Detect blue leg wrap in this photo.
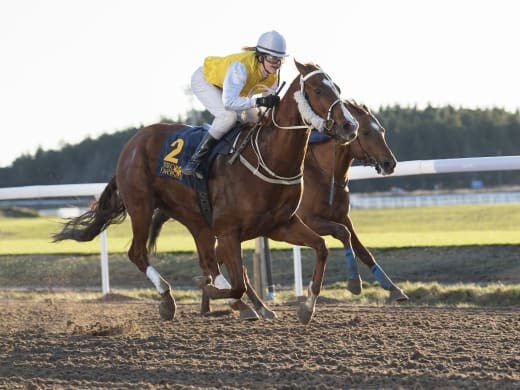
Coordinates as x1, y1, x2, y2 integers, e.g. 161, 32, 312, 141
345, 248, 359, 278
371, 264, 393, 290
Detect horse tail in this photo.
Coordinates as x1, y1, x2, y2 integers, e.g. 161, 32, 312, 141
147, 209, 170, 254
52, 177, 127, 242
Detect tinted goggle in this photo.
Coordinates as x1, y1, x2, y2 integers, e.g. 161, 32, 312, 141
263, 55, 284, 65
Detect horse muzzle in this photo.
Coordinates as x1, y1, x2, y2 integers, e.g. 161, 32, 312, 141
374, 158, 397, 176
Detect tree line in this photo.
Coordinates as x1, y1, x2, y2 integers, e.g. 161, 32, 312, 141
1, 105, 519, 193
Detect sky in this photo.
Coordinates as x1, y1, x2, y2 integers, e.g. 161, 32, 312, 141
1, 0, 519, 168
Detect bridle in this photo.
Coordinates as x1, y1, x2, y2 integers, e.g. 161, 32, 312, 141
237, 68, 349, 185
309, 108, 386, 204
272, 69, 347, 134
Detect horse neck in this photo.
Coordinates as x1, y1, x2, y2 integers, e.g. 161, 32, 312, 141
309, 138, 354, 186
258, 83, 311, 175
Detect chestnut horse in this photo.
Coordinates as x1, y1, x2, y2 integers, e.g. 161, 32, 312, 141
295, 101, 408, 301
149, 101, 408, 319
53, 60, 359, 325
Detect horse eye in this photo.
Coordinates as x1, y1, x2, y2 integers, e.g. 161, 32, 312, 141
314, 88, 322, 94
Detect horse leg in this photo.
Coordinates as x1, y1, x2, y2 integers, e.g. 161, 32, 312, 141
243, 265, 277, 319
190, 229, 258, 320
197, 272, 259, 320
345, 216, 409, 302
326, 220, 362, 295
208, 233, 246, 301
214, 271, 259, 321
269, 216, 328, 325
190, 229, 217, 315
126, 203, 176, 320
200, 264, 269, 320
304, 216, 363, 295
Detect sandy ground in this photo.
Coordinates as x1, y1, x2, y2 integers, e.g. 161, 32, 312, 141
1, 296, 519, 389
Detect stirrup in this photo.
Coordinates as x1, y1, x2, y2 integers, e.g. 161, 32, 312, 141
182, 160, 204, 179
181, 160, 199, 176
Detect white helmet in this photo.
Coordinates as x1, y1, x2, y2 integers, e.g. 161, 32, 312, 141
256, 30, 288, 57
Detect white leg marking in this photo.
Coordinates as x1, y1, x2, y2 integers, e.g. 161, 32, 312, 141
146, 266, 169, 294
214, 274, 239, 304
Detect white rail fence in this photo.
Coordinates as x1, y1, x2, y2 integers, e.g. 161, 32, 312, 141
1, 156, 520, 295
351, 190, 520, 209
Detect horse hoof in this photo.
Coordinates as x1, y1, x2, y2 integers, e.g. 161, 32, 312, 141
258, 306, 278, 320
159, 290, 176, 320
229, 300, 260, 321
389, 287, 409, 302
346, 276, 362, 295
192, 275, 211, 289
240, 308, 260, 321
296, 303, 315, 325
========================
-- Exercise details --
Write the entries out again word for word. Omit all pictures from them.

-- Task result --
Detect blue leg wrap in this photo.
Coordinates as x1, y1, x2, y2 integers, e.g. 161, 32, 312, 141
345, 248, 359, 278
371, 264, 393, 290
Detect horse tail in this photo.
Coordinates as x1, y1, x2, y2 integers, e.g. 161, 32, 312, 141
147, 209, 170, 254
52, 177, 127, 242
Detect tinted goggle in this photo.
Coordinates as x1, y1, x2, y2 integers, e.g. 161, 32, 312, 141
263, 55, 284, 65
Detect horse muzzle in this photo.
Coordinates as x1, y1, x2, y2 integers, e.g. 161, 32, 312, 141
374, 158, 397, 176
Detect tree line in this photo.
Coordinates as x1, y1, x2, y2 integers, e.g. 161, 32, 312, 141
1, 105, 519, 193
Detect sky in this photo.
Coordinates as x1, y1, x2, y2 integers, e.g. 161, 32, 312, 141
1, 0, 519, 168
Detect bridle in this photo.
Coordinates as x1, y1, x2, y2 integers, e.g. 161, 32, 312, 141
237, 68, 349, 185
309, 108, 386, 204
272, 69, 347, 134
Detect horse neck in this photo.
Coordinates as x1, y1, x2, y2 integers, e.g. 161, 32, 312, 141
309, 138, 354, 186
258, 83, 311, 175
Detect chestnut horse in this photo.
Coordinates as x1, y1, x2, y2 integers, e.g. 161, 32, 312, 141
295, 101, 408, 301
149, 101, 408, 319
53, 60, 359, 325
Detect horse eye in this photo.
Coordinates as x1, y1, x2, y2 integers, e.g. 161, 32, 312, 141
314, 88, 322, 94
Detect horse leg in this photo.
Coordinates as x1, y1, x2, y2 integers, e.g. 161, 32, 312, 141
243, 265, 277, 319
190, 229, 258, 320
197, 272, 259, 320
345, 216, 409, 302
326, 220, 362, 295
208, 233, 246, 301
214, 271, 259, 321
269, 216, 328, 325
190, 229, 217, 315
126, 203, 176, 320
200, 264, 269, 320
304, 216, 363, 295
Detect sandy ground in this photo.
Coordinates as x1, y1, x2, y2 integers, e.g. 161, 32, 312, 141
1, 296, 519, 389
Detect stirrup in this photo.
Coordinates as x1, y1, x2, y2 integers, e.g. 161, 32, 312, 141
182, 160, 204, 179
181, 160, 199, 176
Detect white helmet in this photo.
Coordinates as x1, y1, x2, y2 integers, e.g. 161, 32, 312, 141
256, 30, 288, 57
Detect white leg marking in this photo.
Coordinates as x1, y1, x2, y2 integers, e.g. 161, 32, 312, 141
146, 266, 169, 294
214, 274, 239, 304
Detect white rail fence in this photo.
Coordinates as x1, y1, x2, y2 integers, e.g. 161, 32, 312, 141
1, 156, 520, 295
351, 190, 520, 209
Detect horse hoof in this photo.
Coordinates as x1, y1, x2, y2 integers, e.g. 161, 32, 312, 141
258, 306, 278, 320
159, 290, 176, 320
229, 300, 260, 321
389, 287, 409, 302
346, 276, 362, 295
192, 275, 211, 289
240, 308, 260, 321
296, 303, 315, 325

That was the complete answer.